(Collected data)
○ ○ ○

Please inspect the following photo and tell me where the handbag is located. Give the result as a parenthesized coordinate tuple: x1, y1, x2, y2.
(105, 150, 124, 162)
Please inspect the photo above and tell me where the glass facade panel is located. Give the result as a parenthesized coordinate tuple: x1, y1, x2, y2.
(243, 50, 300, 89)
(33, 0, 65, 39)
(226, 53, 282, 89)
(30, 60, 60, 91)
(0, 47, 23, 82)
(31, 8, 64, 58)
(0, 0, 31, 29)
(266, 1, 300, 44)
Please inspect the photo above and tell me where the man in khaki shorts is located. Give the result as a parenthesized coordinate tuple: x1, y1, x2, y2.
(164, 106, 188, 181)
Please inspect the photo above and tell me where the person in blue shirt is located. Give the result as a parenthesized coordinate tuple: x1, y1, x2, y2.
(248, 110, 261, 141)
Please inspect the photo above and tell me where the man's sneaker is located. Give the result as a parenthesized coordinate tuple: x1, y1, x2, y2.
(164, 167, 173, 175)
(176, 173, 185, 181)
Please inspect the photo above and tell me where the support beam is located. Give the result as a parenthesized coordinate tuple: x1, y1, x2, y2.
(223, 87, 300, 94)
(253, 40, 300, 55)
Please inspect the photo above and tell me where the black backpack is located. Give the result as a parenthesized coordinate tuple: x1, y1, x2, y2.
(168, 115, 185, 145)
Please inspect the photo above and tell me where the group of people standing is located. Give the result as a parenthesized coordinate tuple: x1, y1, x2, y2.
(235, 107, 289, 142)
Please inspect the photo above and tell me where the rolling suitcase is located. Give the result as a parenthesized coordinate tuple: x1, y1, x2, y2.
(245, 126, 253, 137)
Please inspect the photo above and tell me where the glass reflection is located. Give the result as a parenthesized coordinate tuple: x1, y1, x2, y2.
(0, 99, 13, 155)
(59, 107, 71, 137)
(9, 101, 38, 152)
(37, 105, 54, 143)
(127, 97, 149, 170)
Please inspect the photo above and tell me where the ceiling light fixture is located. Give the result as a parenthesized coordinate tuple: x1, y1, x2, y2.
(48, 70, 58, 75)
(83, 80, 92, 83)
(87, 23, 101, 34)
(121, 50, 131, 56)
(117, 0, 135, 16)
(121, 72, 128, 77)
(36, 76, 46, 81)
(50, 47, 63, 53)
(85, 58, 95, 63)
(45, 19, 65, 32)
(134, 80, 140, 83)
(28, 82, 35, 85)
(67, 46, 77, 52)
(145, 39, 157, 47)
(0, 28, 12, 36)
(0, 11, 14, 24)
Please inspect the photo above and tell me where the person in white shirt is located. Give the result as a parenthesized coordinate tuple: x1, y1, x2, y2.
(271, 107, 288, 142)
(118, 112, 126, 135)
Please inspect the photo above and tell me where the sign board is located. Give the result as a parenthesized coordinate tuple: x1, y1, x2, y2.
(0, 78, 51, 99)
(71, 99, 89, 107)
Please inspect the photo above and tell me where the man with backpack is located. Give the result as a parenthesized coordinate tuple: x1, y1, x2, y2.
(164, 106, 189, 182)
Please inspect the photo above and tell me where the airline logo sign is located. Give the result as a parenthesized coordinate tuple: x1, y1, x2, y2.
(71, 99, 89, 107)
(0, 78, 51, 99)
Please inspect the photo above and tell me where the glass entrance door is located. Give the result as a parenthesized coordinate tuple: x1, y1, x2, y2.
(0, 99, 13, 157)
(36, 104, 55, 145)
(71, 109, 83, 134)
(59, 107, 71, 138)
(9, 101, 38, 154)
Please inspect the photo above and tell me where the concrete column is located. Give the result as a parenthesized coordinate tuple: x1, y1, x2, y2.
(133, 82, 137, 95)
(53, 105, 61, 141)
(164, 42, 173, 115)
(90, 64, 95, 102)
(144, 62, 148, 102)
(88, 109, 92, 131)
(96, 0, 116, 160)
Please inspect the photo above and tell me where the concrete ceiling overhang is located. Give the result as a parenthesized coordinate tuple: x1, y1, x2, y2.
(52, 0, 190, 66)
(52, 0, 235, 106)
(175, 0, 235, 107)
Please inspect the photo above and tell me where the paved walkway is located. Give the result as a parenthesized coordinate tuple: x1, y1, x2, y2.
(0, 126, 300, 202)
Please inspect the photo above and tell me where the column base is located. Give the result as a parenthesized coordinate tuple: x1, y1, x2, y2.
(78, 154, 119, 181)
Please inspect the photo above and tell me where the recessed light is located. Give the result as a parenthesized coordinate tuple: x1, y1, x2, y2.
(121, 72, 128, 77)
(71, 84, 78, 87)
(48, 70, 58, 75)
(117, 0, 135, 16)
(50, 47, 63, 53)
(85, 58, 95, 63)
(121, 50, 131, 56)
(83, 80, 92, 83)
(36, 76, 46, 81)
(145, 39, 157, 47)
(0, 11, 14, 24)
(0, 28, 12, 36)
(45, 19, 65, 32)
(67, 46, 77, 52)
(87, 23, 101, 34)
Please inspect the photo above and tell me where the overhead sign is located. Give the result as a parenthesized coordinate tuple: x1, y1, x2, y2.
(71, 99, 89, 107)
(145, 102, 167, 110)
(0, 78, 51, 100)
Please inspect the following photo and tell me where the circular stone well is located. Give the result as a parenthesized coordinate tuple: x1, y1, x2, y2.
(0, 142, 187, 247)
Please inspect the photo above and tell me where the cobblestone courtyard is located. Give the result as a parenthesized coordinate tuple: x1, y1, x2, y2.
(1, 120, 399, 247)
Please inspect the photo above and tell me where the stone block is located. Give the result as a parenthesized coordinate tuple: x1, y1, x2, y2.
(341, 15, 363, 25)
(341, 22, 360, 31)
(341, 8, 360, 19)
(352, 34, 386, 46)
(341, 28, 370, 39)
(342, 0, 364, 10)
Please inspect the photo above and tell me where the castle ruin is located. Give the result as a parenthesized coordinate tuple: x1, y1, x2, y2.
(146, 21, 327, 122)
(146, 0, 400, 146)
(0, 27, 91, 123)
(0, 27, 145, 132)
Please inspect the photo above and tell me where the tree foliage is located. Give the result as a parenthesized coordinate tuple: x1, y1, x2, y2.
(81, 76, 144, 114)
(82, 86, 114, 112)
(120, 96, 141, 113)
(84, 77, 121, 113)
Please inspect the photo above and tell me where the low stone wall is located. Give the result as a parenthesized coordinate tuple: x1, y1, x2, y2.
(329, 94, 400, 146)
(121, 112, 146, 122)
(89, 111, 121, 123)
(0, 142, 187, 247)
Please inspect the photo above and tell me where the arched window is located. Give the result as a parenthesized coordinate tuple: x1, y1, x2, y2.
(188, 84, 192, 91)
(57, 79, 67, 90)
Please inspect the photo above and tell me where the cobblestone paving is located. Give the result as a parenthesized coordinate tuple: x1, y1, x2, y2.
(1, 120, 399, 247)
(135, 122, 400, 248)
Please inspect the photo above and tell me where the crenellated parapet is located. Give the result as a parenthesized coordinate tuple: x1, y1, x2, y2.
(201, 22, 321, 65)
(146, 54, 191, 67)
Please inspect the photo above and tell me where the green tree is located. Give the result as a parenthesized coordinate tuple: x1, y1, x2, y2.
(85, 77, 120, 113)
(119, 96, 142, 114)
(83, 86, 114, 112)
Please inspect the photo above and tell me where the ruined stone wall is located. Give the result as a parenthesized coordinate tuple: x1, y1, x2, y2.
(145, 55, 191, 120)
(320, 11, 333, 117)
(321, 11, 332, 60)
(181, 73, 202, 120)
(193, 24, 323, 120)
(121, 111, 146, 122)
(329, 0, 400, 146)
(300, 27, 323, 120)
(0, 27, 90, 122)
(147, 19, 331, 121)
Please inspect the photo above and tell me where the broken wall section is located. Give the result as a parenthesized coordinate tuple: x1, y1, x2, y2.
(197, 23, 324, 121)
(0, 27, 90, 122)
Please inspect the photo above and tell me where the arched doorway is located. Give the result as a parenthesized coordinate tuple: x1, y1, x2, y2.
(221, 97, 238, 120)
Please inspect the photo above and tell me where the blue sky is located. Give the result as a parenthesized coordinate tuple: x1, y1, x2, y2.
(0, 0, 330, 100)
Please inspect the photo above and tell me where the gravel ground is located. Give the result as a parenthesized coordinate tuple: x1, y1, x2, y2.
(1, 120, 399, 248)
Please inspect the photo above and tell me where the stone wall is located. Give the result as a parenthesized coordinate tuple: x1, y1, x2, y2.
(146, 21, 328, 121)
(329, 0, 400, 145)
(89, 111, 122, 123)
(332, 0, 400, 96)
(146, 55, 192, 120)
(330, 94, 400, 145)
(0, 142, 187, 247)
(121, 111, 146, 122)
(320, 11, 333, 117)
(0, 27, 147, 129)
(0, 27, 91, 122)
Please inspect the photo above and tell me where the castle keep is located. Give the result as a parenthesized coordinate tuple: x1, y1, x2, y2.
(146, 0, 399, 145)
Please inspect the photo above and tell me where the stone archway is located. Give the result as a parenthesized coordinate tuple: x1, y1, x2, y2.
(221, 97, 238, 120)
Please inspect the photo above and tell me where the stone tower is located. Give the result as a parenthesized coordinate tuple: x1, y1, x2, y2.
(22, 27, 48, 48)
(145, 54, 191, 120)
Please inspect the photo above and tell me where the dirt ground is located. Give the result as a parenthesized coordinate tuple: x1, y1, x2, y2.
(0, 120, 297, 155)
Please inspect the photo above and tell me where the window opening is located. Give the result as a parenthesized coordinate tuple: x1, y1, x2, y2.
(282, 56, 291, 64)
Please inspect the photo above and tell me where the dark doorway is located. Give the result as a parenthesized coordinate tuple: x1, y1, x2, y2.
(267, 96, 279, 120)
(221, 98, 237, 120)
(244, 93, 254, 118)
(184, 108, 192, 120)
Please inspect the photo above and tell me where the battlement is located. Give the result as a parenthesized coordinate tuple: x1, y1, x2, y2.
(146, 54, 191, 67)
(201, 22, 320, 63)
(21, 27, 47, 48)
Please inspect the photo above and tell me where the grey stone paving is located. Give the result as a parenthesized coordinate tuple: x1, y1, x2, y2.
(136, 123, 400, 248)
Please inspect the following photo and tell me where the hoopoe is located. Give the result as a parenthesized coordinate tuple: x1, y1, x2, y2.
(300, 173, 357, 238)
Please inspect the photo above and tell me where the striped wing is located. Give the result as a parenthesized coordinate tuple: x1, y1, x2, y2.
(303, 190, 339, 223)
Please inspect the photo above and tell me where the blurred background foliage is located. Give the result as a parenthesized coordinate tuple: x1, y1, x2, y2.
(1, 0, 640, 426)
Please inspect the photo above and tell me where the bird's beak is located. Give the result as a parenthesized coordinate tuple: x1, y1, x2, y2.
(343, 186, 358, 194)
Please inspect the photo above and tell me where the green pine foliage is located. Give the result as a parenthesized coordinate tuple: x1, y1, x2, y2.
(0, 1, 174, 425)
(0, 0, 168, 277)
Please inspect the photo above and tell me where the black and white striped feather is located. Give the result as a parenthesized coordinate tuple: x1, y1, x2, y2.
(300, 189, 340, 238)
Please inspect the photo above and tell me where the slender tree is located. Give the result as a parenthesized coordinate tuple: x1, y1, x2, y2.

○ ○ ○

-- What to work on --
What you copy out must be exactly the lines from the line containing "Please inspect the following photo and tell me where the hoopoe" through the end of the records.

-- Your response --
Please inspect the following photo and tell me where the hoopoe is located. Give the result as a parenthesized coordinate tuple: x1, y1, x2, y2.
(300, 173, 357, 238)
Please inspect the photo above and tell me where the striped wing is located. Give the result as a parenthesized coordinate tuple: x1, y1, x2, y2.
(303, 190, 339, 223)
Please inspect the photo above and tell me where the blurred background foliage is located. Give the result as a parenthesized coordinate tuple: x1, y1, x2, y2.
(1, 0, 640, 426)
Please inspect the photo above and tell me where the bird's beak is located. Give the result as a parenthesized coordinate tuple: x1, y1, x2, y2.
(343, 186, 358, 194)
Please inspect the photo above and tell me where the green pine foliage is located. Give the result as a parenthesized coordinate tuple: x1, y1, x2, y2.
(0, 1, 174, 425)
(0, 0, 168, 277)
Please inspect the photo above and tell me where the black and white striped feather is located. Give the result as a parenthesized coordinate tuple: x1, y1, x2, y2.
(300, 189, 340, 238)
Please inspect the photo above and tell me where the slender tree is located. Give the result as a parenthesized coordinate tuple: x1, y1, x2, y2.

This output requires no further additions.